ASSIGNED TASK -> Copy out each line of the data holding "face".

---------------

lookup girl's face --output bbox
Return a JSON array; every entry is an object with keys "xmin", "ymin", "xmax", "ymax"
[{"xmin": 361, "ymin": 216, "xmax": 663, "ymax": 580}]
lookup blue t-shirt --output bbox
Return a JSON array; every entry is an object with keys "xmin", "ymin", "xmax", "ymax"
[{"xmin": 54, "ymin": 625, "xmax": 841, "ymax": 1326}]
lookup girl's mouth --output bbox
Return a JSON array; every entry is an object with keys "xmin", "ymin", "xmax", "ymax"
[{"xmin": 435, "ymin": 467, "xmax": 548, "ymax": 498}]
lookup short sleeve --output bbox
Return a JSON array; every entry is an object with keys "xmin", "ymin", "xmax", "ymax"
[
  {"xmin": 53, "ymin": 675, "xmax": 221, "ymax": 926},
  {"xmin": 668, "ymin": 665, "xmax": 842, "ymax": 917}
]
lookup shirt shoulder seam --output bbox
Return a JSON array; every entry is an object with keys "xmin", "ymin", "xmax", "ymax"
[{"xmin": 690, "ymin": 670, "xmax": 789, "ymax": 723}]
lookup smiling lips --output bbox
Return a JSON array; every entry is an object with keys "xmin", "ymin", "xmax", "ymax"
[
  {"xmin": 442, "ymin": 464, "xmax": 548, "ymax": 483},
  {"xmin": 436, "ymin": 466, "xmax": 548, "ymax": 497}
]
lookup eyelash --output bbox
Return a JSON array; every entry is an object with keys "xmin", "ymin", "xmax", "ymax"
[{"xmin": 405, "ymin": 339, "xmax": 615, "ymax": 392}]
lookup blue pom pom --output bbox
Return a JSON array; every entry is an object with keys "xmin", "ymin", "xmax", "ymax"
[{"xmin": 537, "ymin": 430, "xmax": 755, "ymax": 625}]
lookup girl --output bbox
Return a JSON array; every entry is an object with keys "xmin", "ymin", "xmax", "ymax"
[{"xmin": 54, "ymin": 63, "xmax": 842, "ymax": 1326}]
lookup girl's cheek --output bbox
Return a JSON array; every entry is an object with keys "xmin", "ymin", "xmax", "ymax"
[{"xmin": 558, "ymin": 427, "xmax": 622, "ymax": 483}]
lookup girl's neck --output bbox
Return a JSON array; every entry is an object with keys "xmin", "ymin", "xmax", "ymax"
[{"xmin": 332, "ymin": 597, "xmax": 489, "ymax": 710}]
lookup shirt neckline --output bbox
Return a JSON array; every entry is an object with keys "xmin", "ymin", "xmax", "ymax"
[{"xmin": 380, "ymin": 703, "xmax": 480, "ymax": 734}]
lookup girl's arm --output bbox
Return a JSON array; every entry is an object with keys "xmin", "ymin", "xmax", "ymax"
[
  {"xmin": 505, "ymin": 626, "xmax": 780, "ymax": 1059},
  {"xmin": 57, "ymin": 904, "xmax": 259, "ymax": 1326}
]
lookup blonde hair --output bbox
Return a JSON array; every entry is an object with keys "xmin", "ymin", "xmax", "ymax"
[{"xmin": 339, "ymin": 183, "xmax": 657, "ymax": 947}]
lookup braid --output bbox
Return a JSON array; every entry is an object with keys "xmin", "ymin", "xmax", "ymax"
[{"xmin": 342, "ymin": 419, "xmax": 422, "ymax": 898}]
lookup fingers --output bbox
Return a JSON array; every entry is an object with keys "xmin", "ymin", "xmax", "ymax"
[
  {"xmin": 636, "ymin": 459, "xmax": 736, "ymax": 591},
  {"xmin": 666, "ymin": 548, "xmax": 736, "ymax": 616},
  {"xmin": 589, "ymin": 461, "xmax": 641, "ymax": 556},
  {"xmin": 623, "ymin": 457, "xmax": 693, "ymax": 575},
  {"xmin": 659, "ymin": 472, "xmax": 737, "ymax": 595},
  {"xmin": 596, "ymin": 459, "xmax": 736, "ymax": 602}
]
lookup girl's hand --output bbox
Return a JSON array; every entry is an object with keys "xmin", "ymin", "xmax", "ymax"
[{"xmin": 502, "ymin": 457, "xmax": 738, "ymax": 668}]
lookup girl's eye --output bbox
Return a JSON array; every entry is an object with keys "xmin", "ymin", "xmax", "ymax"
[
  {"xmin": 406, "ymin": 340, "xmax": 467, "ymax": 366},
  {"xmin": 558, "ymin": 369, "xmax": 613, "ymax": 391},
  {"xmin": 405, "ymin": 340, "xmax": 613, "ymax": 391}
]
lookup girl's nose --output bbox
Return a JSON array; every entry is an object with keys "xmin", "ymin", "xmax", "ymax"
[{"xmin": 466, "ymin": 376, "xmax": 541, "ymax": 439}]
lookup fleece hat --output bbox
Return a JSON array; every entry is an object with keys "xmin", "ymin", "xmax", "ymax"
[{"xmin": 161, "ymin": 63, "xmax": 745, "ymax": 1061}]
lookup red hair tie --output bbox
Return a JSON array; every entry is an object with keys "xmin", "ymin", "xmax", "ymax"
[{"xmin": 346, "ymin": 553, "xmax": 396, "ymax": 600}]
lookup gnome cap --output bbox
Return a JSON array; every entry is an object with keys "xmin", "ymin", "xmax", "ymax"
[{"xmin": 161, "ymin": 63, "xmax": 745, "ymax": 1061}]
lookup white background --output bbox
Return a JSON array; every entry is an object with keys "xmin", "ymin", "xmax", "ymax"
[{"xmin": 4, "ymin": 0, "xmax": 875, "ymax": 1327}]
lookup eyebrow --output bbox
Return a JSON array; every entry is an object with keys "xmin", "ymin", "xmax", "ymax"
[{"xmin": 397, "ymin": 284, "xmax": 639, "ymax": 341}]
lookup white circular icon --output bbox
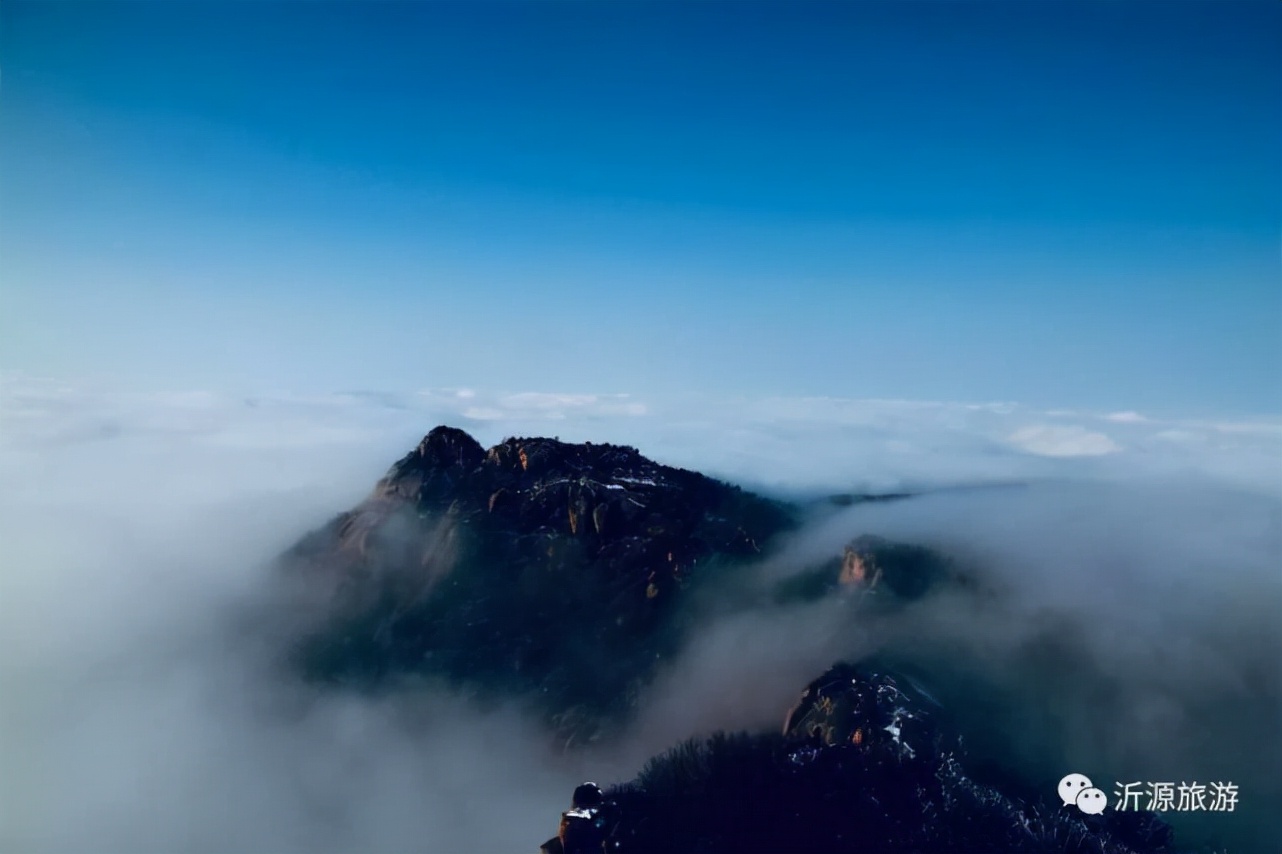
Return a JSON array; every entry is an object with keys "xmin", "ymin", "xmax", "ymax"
[
  {"xmin": 1076, "ymin": 786, "xmax": 1107, "ymax": 815},
  {"xmin": 1058, "ymin": 772, "xmax": 1093, "ymax": 807}
]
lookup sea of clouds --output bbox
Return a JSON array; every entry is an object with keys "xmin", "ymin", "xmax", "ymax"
[{"xmin": 2, "ymin": 372, "xmax": 1279, "ymax": 853}]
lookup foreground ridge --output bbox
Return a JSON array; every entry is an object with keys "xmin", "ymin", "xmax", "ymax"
[{"xmin": 539, "ymin": 663, "xmax": 1179, "ymax": 854}]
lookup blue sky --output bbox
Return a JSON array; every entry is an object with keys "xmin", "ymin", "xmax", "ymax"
[{"xmin": 2, "ymin": 0, "xmax": 1278, "ymax": 416}]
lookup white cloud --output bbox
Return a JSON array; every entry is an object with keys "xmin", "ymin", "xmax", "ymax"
[
  {"xmin": 1007, "ymin": 424, "xmax": 1121, "ymax": 458},
  {"xmin": 1104, "ymin": 410, "xmax": 1148, "ymax": 423},
  {"xmin": 411, "ymin": 389, "xmax": 648, "ymax": 422},
  {"xmin": 461, "ymin": 406, "xmax": 507, "ymax": 421}
]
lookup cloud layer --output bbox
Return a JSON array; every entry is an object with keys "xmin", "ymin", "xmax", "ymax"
[
  {"xmin": 2, "ymin": 373, "xmax": 1279, "ymax": 853},
  {"xmin": 5, "ymin": 373, "xmax": 1280, "ymax": 496}
]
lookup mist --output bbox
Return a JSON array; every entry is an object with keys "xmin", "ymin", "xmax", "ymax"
[
  {"xmin": 623, "ymin": 481, "xmax": 1281, "ymax": 852},
  {"xmin": 1, "ymin": 378, "xmax": 1279, "ymax": 853}
]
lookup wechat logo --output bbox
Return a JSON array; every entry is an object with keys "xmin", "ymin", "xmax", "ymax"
[{"xmin": 1059, "ymin": 773, "xmax": 1107, "ymax": 815}]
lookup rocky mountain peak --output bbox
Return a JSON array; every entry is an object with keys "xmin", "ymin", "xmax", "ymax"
[
  {"xmin": 283, "ymin": 426, "xmax": 797, "ymax": 734},
  {"xmin": 415, "ymin": 425, "xmax": 485, "ymax": 469}
]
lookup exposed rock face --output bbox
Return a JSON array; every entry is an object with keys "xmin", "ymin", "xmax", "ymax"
[
  {"xmin": 771, "ymin": 533, "xmax": 964, "ymax": 606},
  {"xmin": 282, "ymin": 426, "xmax": 796, "ymax": 737},
  {"xmin": 782, "ymin": 662, "xmax": 947, "ymax": 757},
  {"xmin": 838, "ymin": 534, "xmax": 960, "ymax": 598},
  {"xmin": 540, "ymin": 663, "xmax": 1179, "ymax": 854}
]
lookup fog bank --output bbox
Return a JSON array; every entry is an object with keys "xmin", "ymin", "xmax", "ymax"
[{"xmin": 2, "ymin": 378, "xmax": 1278, "ymax": 852}]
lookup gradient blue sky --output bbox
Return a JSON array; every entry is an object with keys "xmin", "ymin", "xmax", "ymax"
[{"xmin": 2, "ymin": 0, "xmax": 1278, "ymax": 416}]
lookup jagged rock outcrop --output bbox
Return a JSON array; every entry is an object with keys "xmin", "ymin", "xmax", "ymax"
[
  {"xmin": 782, "ymin": 662, "xmax": 949, "ymax": 757},
  {"xmin": 771, "ymin": 533, "xmax": 967, "ymax": 605},
  {"xmin": 282, "ymin": 426, "xmax": 797, "ymax": 738},
  {"xmin": 539, "ymin": 663, "xmax": 1179, "ymax": 854}
]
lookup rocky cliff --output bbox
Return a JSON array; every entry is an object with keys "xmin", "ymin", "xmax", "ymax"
[{"xmin": 283, "ymin": 426, "xmax": 797, "ymax": 739}]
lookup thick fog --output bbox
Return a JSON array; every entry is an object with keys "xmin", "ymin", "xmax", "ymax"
[
  {"xmin": 624, "ymin": 482, "xmax": 1282, "ymax": 853},
  {"xmin": 2, "ymin": 377, "xmax": 1279, "ymax": 853}
]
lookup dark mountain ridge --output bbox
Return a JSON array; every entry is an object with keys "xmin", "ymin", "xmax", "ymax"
[
  {"xmin": 281, "ymin": 427, "xmax": 969, "ymax": 734},
  {"xmin": 283, "ymin": 426, "xmax": 799, "ymax": 737},
  {"xmin": 278, "ymin": 427, "xmax": 1186, "ymax": 854},
  {"xmin": 539, "ymin": 664, "xmax": 1176, "ymax": 854}
]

---------------

SOLUTION FOR THIS TASK ->
lookup girl's face --output bbox
lookup exposed rock face --output bbox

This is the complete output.